* Task details *
Copy each line below without leaving any out.

* Records for processing *
---*---

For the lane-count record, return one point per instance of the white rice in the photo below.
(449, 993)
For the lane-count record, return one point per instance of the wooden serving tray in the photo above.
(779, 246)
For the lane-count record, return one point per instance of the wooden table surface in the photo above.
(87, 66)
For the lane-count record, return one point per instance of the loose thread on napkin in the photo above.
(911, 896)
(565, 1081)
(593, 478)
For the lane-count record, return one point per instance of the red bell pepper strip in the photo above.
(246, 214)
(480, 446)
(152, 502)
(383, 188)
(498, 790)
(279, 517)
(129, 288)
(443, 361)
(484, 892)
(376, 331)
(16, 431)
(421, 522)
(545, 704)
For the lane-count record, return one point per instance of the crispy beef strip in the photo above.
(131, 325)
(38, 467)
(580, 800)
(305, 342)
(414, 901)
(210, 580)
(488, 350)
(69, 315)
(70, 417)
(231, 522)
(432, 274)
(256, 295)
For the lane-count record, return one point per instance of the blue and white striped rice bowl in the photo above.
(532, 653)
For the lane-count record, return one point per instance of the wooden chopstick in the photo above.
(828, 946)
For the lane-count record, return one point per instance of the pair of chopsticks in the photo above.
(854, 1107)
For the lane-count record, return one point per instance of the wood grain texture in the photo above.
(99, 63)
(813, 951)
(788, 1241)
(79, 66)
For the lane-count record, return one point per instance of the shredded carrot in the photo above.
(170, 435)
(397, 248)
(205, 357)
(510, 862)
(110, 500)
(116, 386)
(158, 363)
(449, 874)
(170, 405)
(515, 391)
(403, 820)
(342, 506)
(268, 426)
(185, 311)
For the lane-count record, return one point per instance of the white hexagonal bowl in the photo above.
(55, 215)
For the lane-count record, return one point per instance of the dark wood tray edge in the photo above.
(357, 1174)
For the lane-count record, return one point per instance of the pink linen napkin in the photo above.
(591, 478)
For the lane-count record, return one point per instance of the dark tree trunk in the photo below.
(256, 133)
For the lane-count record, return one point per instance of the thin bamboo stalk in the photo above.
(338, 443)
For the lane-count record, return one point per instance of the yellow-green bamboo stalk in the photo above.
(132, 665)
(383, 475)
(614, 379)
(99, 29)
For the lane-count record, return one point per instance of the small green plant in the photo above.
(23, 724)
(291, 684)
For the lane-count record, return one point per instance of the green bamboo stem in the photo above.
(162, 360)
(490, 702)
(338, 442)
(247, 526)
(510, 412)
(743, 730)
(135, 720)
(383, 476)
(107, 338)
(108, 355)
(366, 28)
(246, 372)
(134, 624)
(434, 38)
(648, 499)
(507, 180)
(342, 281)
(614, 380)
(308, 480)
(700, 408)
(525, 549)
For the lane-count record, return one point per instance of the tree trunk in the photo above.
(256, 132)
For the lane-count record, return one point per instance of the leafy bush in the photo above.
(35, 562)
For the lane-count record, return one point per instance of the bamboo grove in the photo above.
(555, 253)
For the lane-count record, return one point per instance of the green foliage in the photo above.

---*---

* Response to this exercise *
For the lane-count record, return one point per instance of the white rice in the photo below.
(449, 993)
For the lane-count record, return one point per instance of the wooden serving tray in the photo above.
(779, 246)
For the lane-count record, return one point per instance of the wooden table surface in the photo above.
(87, 66)
For the lane-count record, return one point per instance of the loose thread on napkin in the photo above.
(911, 896)
(565, 1081)
(593, 478)
For the lane-count record, return one point per instance of the red bell pepper strip in the photo above.
(246, 214)
(480, 446)
(152, 502)
(383, 188)
(498, 790)
(279, 517)
(129, 288)
(443, 361)
(484, 892)
(376, 331)
(16, 431)
(421, 522)
(545, 704)
For the lane-count record, return one point per instance of the crispy beef strip in the photo above.
(131, 325)
(38, 467)
(580, 800)
(305, 342)
(414, 901)
(210, 580)
(488, 350)
(69, 315)
(70, 417)
(231, 522)
(432, 274)
(256, 295)
For the lane-count record, return one point per instance of the blue and white striped rice bowl in the photo above.
(532, 653)
For the lane-count record, return one point per instance of the wooden chopstick in the photo above.
(828, 946)
For the lane-count record, return one point per instance of the pair of chopsticks in the photo above.
(854, 1107)
For the lane-count record, return one point per instance of the wood grain texture in the photo above.
(99, 63)
(813, 951)
(788, 1241)
(79, 66)
For the lane-count record, return one point per instance of the shredded carrot in the photo above.
(170, 435)
(397, 248)
(205, 357)
(510, 862)
(110, 500)
(116, 386)
(158, 363)
(449, 874)
(170, 405)
(515, 391)
(403, 820)
(342, 506)
(268, 426)
(185, 311)
For the lane-count record, return one point per instance of the white hexagonal bowl in the photo above.
(55, 215)
For the lane-count record, return one point per instance of the dark wood tray edge in the photo above.
(357, 1174)
For the lane-count record, return one point per instance of the pink linen napkin in the photo above.
(591, 478)
For the lane-count record, return one point per instance of the dark tree trunk in the photo below.
(256, 133)
For the lane-count record, return one point per instance of the thin bamboo stalk in the photo above.
(338, 443)
For the lane-count record, return one point per instance of the yellow-green bamboo stalk in the photo above.
(132, 665)
(383, 475)
(614, 379)
(99, 29)
For the lane-count record, return one point per instance of the small green plant in the photo above.
(23, 724)
(291, 684)
For the lane-count record, return one point per instance of the green bamboo stem in the photo above.
(162, 360)
(490, 702)
(338, 442)
(247, 526)
(510, 412)
(743, 730)
(135, 720)
(383, 476)
(107, 338)
(108, 355)
(366, 28)
(246, 372)
(134, 624)
(434, 38)
(648, 499)
(507, 180)
(342, 281)
(614, 380)
(308, 480)
(700, 408)
(525, 549)
For the lane-count record, return one point per instance of the tree trunk in the photo above.
(256, 132)
For the lane-count record, return one point per instance of the leafy bush in the photo above.
(35, 562)
For the lane-count record, return one point per instance of the bamboo grove in the photo above.
(555, 253)
For the lane-count record, return one point per instance of the green foliage in the photo above.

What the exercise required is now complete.